* start Extracted text *
As observed in Equation (6), the model conserves, to some extent, the physical meaning of the diffusion process through the presence of $D_s^{-}$ and $R_s^{-}$ in the resulting transfer function. Additionally, as presented in Equation (7), the transfer function also depends on the geometry of the electrodes. The value for the parameters $R_s^{-}$, $D_s^{-}$, $A_{sn}$, $L_{sn}$ and ${ϵ}_{sn}$ for a nickel–manganese–cobalt lithium-ion battery can be obtained from [88].

Assuming zero off-diagonal elements in the system matrix, the final Jordan canonical form is given in Equation (8):

$$\begin{array}{cc}\hfill \left[\begin{array}{c}{\dot{z}}_1\\ {\dot{z}}_2\\ {\dot{z}}_3\end{array}\right]& \hfill =\left[\begin{array}{ccc}-0.34413& 0& 0\\ 0& -0.004203& 0\\ 0& 0& 0\end{array}\right]\left[\begin{array}{c}{z}_1\\ z_2\\ z_3\end{array}\right]+\left[\begin{array}{c}2.2254\times {10}^{-7}\\ -2.7182\times {10}^{-8}\\ -1.2338\times {10}^{-1}\end{array}\right]u\left(t\right)\hfill \end{array}$$

(8)

$$\begin{array}{cc}\hfill \left[\begin{array}{c}{C}_{ss}^{-}\\ c_s^{-}\end{array}\right]& \hfill =\left[\begin{array}{ccc}-2.9233\times {10}^6& 3.3022\times {10}^6& 1.0\\ 0& 0& 1.0\end{array}\right]\left[\begin{array}{c}{z}_1\\ z_2\\ z_3\end{array}\right]\hfill \end{array}$$

(9)

The surface concentration, $C_{ss}^{-}$ = ${\mathbf{C}}_1\mathbf{x}$ is calculated as a linear combination of the states x = ${[z_1,z_2,z_3]}^T$, ${\mathbf{C}}_1$ is the row vector defined by the first row of the matrix in Equation (9), while the state $z_3=c_s^{-}$ represents the bulk concentration.

4. Optimal Control Problem Formulation

Formulating an optimal control problem for fast charging involves the definition of the objective functional, the dynamic equations, the boundary conditions, and any other constraints associated with the problem. The initial step is to define an objective functional representing the optimisation goal. One possibility is to maximise the bulk concentration. The battery dynamics are modelled using the simplified single-particle model, as described in Section 3. The lithium surface concentration needs to be given an upper bound as there is a limit it cannot exceed. The optimal control problem is solved using direct methods and numerical optimisation techniques to find the optimal charging profile, which satisfies the surface concentration constraint, as well as other constraints defined below, while minimising the objective functional.
* end Extracted text *
* start Information supplied *
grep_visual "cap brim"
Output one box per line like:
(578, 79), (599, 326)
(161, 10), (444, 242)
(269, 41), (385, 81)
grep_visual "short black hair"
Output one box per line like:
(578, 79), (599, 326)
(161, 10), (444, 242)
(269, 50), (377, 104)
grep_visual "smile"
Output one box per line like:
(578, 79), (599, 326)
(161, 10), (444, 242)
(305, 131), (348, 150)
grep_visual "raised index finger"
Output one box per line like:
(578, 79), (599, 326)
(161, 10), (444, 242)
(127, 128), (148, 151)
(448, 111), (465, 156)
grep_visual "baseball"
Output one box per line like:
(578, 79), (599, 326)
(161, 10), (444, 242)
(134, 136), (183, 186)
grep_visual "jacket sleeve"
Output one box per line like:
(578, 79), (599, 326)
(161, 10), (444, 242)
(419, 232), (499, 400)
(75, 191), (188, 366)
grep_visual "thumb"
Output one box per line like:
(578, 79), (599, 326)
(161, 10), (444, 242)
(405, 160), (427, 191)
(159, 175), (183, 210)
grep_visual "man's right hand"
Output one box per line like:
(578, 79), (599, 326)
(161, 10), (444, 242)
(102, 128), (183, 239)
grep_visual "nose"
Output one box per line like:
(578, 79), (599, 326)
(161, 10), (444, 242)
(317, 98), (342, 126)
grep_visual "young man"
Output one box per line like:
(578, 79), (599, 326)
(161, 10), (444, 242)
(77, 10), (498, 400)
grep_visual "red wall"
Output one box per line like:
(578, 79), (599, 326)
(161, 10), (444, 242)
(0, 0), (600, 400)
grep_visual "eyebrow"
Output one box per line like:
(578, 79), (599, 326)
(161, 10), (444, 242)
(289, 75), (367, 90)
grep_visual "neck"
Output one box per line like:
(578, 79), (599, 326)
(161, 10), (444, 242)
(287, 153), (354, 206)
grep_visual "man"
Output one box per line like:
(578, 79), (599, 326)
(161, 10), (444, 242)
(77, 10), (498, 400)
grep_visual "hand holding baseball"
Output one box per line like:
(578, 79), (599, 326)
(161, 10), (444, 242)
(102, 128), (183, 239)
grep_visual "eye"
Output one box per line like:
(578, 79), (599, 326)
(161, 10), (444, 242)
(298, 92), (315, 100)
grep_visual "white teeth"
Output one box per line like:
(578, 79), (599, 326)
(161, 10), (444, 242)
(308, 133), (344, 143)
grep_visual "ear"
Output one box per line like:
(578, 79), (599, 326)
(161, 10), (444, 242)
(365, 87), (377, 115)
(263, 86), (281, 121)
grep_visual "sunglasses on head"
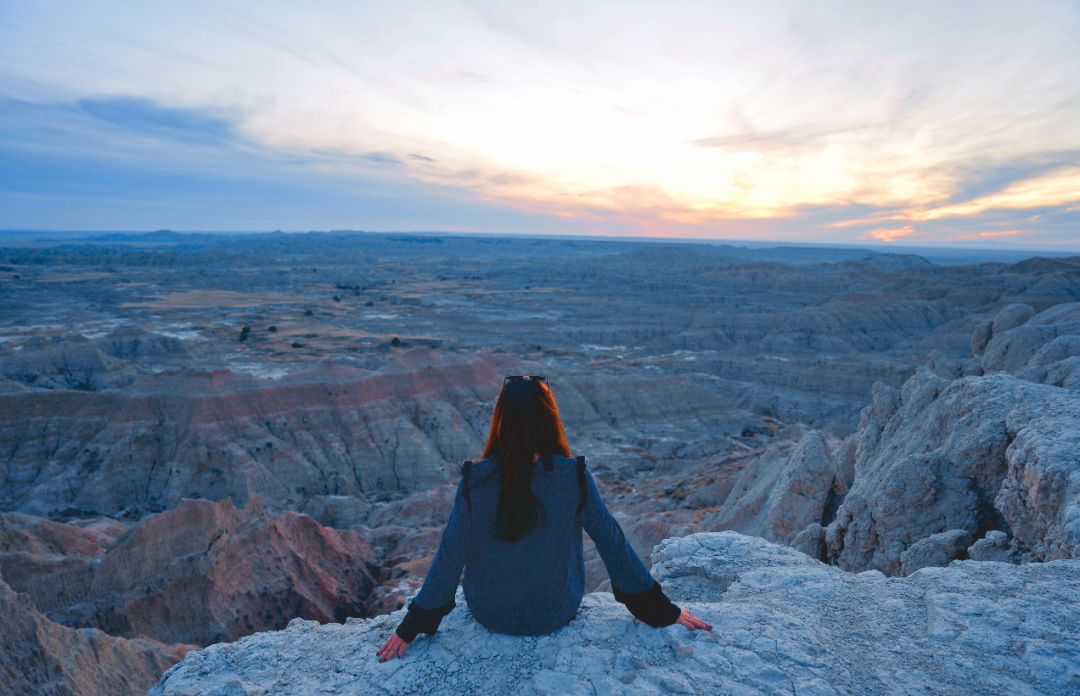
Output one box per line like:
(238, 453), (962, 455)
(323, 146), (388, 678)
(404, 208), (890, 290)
(502, 375), (546, 386)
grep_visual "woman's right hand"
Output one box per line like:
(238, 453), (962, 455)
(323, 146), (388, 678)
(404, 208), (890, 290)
(675, 610), (713, 631)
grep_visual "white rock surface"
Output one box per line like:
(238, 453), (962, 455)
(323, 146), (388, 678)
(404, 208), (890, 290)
(149, 532), (1080, 696)
(766, 430), (847, 544)
(825, 303), (1080, 575)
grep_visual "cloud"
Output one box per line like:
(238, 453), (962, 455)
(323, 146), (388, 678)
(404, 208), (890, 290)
(0, 0), (1080, 247)
(77, 96), (237, 144)
(860, 225), (916, 244)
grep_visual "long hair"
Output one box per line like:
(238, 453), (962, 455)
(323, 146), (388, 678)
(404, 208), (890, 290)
(483, 379), (570, 544)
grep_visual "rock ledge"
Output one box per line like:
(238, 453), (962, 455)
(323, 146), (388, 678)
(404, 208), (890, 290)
(148, 532), (1080, 696)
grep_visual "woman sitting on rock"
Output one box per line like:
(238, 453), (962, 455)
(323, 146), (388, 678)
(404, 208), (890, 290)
(376, 375), (712, 661)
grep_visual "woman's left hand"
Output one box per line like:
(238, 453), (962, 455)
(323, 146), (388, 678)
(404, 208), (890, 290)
(375, 633), (408, 662)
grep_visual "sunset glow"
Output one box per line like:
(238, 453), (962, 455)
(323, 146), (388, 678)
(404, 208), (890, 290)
(0, 1), (1080, 244)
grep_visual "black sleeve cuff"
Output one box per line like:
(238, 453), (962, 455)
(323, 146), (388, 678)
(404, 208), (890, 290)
(611, 580), (683, 628)
(394, 600), (457, 643)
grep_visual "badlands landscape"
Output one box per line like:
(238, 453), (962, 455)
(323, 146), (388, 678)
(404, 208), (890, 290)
(0, 231), (1080, 694)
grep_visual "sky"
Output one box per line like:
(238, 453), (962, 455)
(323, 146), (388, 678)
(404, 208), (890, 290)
(0, 0), (1080, 251)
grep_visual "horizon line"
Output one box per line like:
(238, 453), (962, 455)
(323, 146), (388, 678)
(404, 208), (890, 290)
(0, 228), (1080, 256)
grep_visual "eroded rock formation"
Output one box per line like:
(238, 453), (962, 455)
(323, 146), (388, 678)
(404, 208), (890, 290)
(0, 496), (380, 645)
(824, 303), (1080, 574)
(150, 532), (1080, 696)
* end Information supplied *
▶ _Directions_
(a) Quote the battery model text, starting with "4. Optimal Control" and going on through "the objective functional.".
(b) Rewrite the listing from its first line through the line with "(448, 111), (465, 156)", putting "rectangle" in place of "box" and keeping everything else the same. Return only those lines.
The listing has no connection to the battery model text.

▶ _Task responses_
(a)
4. Optimal Control Problem Formulation

Formulating an optimal control problem for fast charging involves the definition of the objective functional, the dynamic equations, the boundary conditions, and any other constraints associated with the problem. The initial step is to define an objective functional representing the optimisation goal. One possibility is to maximise the bulk concentration. The battery dynamics are modelled using the simplified single-particle model, as described in Section 3. The lithium surface concentration needs to be given an upper bound as there is a limit it cannot exceed. The optimal control problem is solved using direct methods and numerical optimisation techniques to find the optimal charging profile, which satisfies the surface concentration constraint, as well as other constraints defined below, while minimising the objective functional.

(b)
grep_visual "cap brim"
Output one rectangle per line like:
(578, 79), (599, 326)
(161, 10), (444, 242)
(269, 41), (385, 81)
grep_visual "short black hair"
Output one rectangle per line like:
(578, 79), (599, 326)
(161, 10), (444, 242)
(269, 50), (377, 104)
grep_visual "smile"
Output one rectangle per line like:
(578, 79), (599, 326)
(161, 10), (444, 242)
(305, 131), (348, 150)
grep_visual "raised index finger"
Output one rectangle per line like:
(578, 79), (599, 326)
(161, 10), (444, 242)
(127, 128), (148, 151)
(448, 111), (465, 156)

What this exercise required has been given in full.